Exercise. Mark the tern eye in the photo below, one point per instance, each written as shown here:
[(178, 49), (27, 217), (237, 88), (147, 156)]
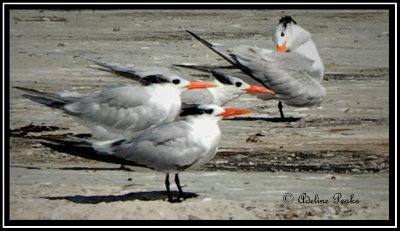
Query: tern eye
[(176, 81)]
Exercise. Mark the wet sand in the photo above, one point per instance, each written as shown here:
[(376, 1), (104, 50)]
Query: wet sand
[(341, 146)]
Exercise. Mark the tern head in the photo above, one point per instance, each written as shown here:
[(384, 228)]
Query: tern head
[(213, 110), (288, 35), (177, 81), (240, 84)]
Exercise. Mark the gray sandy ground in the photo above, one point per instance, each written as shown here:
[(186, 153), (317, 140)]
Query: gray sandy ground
[(342, 146)]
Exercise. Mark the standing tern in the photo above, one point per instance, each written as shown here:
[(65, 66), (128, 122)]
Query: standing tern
[(227, 87), (294, 72), (176, 146), (120, 110)]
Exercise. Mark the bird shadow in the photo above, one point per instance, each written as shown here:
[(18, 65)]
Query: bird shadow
[(268, 119), (143, 196)]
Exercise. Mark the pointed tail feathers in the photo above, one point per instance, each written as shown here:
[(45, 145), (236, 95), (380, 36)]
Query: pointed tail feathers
[(119, 70), (232, 59), (83, 149), (218, 51), (47, 99)]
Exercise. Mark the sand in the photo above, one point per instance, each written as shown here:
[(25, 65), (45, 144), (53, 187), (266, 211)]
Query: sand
[(341, 146)]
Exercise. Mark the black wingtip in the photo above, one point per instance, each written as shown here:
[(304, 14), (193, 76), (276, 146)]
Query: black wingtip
[(287, 19)]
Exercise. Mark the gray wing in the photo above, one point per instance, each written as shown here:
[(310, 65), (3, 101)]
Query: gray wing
[(166, 147), (116, 111), (290, 75)]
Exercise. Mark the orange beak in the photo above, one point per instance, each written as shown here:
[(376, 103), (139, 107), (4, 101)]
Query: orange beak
[(199, 85), (258, 89), (234, 111), (281, 48)]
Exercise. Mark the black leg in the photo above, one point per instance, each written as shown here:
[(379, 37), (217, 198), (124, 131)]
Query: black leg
[(280, 110), (167, 186), (181, 193)]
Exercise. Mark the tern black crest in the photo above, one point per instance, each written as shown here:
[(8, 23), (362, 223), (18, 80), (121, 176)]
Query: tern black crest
[(286, 19), (195, 110)]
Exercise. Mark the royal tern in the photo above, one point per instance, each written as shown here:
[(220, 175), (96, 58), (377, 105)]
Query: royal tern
[(173, 147), (120, 110), (294, 72), (227, 87)]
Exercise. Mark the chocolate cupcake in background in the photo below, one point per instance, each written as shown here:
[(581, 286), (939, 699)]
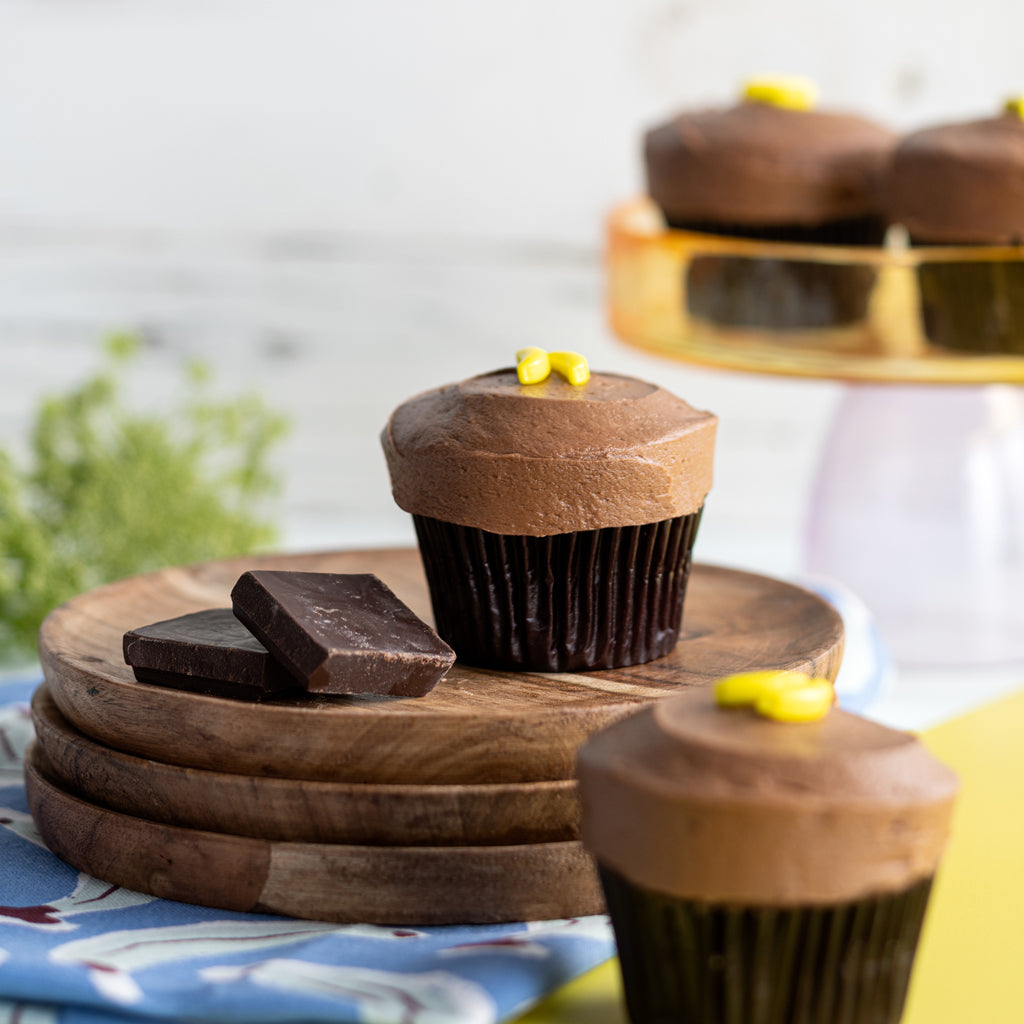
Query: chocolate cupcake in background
[(761, 870), (775, 169), (555, 520), (961, 184)]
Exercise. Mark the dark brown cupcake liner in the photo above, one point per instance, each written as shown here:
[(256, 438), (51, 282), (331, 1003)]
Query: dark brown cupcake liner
[(782, 294), (713, 964), (973, 306), (593, 599)]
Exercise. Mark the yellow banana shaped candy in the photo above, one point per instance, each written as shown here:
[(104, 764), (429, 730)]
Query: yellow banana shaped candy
[(571, 366), (532, 366), (798, 704), (785, 696), (743, 689), (790, 91)]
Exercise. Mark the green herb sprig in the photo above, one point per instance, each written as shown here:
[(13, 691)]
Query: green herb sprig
[(110, 492)]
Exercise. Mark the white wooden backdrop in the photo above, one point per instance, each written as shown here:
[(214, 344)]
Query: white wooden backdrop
[(342, 203)]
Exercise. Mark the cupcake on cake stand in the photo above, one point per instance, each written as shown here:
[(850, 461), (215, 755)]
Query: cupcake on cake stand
[(919, 504)]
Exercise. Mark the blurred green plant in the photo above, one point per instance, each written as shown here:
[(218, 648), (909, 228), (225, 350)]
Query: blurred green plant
[(111, 492)]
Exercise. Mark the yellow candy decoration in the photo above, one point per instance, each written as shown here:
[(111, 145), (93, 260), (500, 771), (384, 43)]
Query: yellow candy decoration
[(1015, 104), (785, 696), (535, 366), (571, 366), (532, 366), (790, 91), (743, 689), (799, 704)]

---------------

▶ [Your task]: Extract from the material all lines containing the string "below".

▶ [Response]:
Exercise. Mark the tern eye in the photo below, one point per instance, each written as shown here:
Exercise. Mark the chocolate cupcake in background in the photo below, one point per instance, each written as shown here:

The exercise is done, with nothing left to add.